WHAT IS EXPECTED:
Rewrite the listing below with every "instance" changed to "occurrence" and all else left unchanged. Omit the pictures from your version.

<<<<

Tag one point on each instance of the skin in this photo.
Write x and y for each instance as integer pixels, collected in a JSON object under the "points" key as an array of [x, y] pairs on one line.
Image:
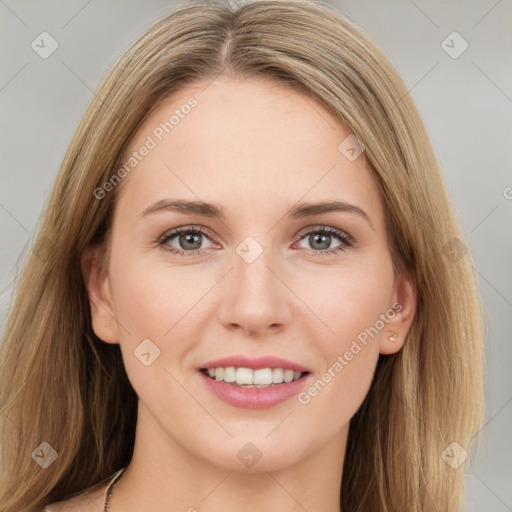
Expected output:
{"points": [[258, 149]]}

>>>>

SOLUTION FOR THIS PROBLEM:
Tag one point on each occurrence of the skin in this photo.
Write x and y for each occurrence as integer pixels, collected in a JSON object under the "points" key as an array of [x, y] pairs on one line.
Image:
Expected output:
{"points": [[258, 149]]}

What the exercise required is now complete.